■ Task statement: Tally the lines of the entries below that contain the string "white", treating case as significant, and reply with the number alone.

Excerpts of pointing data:
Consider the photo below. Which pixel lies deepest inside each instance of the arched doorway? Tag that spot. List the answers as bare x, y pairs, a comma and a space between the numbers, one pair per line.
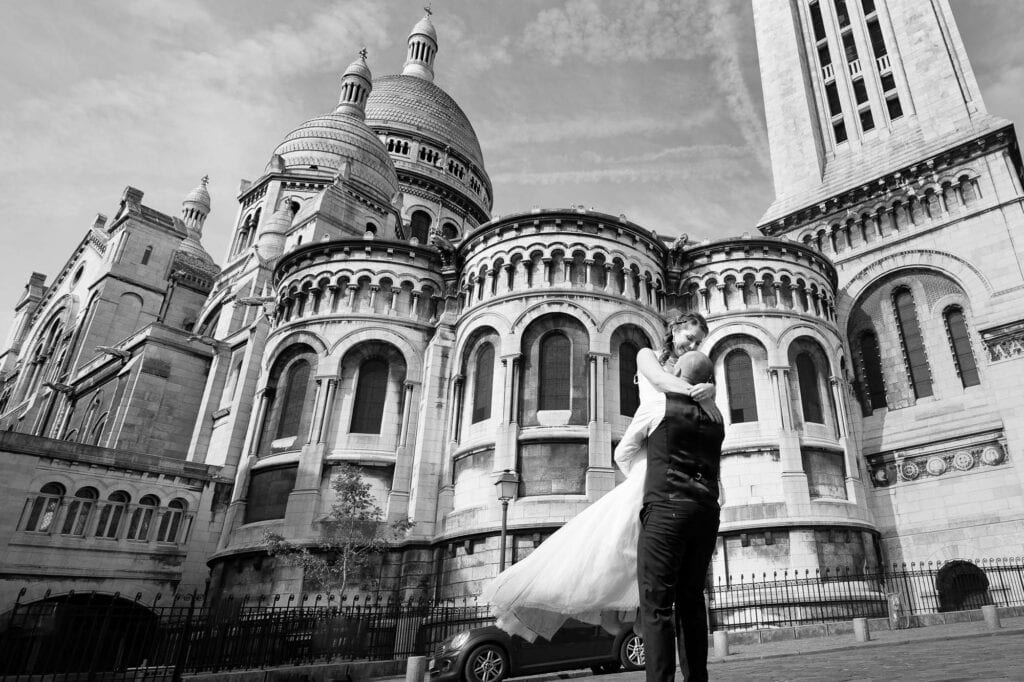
961, 586
77, 633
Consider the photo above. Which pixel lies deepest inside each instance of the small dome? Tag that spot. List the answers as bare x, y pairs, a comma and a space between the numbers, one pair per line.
420, 107
359, 68
200, 195
325, 142
426, 28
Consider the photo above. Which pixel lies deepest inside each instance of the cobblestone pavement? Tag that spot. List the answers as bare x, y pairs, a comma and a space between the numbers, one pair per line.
962, 654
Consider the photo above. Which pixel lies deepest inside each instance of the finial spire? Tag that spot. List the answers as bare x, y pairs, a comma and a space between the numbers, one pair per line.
355, 87
422, 48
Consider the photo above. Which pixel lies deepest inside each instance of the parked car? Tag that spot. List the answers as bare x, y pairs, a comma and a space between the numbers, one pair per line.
489, 654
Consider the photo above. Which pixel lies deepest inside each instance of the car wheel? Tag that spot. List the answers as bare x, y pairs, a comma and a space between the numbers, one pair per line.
631, 652
606, 668
486, 664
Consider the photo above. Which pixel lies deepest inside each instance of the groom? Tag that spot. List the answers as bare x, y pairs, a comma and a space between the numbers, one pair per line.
679, 524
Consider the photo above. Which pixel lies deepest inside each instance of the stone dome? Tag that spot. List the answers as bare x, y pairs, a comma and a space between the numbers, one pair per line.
408, 102
425, 28
326, 142
199, 196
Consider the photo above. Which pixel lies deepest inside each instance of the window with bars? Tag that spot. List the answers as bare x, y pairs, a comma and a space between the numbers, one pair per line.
483, 382
111, 514
960, 344
912, 341
293, 397
810, 394
870, 366
556, 377
420, 225
371, 391
739, 385
268, 491
629, 392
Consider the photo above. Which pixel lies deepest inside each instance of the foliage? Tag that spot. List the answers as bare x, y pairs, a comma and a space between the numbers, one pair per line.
350, 536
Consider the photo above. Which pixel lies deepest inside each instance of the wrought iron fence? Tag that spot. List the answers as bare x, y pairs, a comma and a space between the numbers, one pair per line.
899, 592
107, 637
94, 636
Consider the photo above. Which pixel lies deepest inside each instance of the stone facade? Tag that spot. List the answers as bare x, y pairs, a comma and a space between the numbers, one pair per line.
867, 342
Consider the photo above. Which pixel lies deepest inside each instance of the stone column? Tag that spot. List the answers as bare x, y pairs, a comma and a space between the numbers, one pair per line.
407, 409
508, 429
314, 420
457, 407
392, 308
795, 488
334, 289
600, 472
325, 421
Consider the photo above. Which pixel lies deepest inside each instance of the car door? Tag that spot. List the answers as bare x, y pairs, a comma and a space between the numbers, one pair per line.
571, 646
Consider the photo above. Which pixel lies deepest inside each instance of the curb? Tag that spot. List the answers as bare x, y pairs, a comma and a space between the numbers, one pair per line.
866, 645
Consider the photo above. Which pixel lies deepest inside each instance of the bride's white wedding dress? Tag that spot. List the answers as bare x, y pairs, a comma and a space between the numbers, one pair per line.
590, 564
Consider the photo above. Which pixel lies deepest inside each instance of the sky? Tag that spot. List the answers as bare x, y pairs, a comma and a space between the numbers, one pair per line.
648, 108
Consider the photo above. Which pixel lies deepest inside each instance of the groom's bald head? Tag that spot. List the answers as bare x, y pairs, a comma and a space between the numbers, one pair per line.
695, 368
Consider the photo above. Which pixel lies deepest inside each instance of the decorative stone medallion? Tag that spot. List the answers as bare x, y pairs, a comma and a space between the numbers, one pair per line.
909, 470
963, 460
936, 466
992, 455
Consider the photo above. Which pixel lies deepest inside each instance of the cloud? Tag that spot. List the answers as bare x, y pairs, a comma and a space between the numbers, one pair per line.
582, 125
704, 169
617, 33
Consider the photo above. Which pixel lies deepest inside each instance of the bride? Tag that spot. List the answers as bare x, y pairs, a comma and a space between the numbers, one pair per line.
587, 569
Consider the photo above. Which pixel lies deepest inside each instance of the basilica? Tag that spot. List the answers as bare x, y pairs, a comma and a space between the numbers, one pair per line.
161, 413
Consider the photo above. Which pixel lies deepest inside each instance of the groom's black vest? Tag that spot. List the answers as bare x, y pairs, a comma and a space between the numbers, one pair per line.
683, 454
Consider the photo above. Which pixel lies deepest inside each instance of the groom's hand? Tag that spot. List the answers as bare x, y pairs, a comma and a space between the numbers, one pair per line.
701, 392
712, 410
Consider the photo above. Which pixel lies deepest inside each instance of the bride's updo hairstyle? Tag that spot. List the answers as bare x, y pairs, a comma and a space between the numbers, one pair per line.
695, 368
684, 318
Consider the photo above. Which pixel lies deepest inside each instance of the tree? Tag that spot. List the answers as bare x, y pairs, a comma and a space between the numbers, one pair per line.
351, 536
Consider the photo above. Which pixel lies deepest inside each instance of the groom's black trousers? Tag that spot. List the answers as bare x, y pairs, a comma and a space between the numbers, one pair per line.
677, 539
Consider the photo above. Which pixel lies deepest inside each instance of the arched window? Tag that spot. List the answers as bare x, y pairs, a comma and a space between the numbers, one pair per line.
78, 512
913, 343
268, 492
629, 392
960, 344
870, 364
483, 383
170, 521
371, 391
556, 377
296, 383
739, 385
141, 518
810, 396
419, 225
97, 430
45, 507
112, 513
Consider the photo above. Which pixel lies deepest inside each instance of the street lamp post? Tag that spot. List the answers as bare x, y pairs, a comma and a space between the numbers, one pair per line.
507, 484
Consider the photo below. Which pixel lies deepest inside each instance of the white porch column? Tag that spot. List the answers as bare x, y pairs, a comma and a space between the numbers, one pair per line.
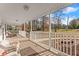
31, 30
3, 33
49, 32
24, 26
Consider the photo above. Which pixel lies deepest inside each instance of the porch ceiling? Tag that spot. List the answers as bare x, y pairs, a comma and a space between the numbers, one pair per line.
18, 13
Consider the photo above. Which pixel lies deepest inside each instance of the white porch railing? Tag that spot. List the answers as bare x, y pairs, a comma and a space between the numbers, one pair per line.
66, 42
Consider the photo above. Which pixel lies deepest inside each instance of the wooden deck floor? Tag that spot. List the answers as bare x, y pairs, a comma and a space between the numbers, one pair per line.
29, 48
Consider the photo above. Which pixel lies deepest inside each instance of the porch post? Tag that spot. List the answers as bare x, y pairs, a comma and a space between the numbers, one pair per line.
49, 32
30, 29
24, 26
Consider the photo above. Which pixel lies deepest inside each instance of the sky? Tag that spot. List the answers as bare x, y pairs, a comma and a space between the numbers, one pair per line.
71, 11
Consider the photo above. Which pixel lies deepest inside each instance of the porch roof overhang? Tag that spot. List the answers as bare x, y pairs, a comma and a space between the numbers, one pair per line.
18, 13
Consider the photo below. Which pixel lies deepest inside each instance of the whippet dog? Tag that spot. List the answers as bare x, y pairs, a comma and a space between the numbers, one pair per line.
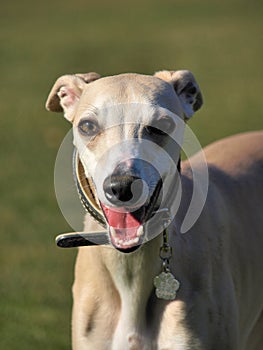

■ Answer to the exercise: 3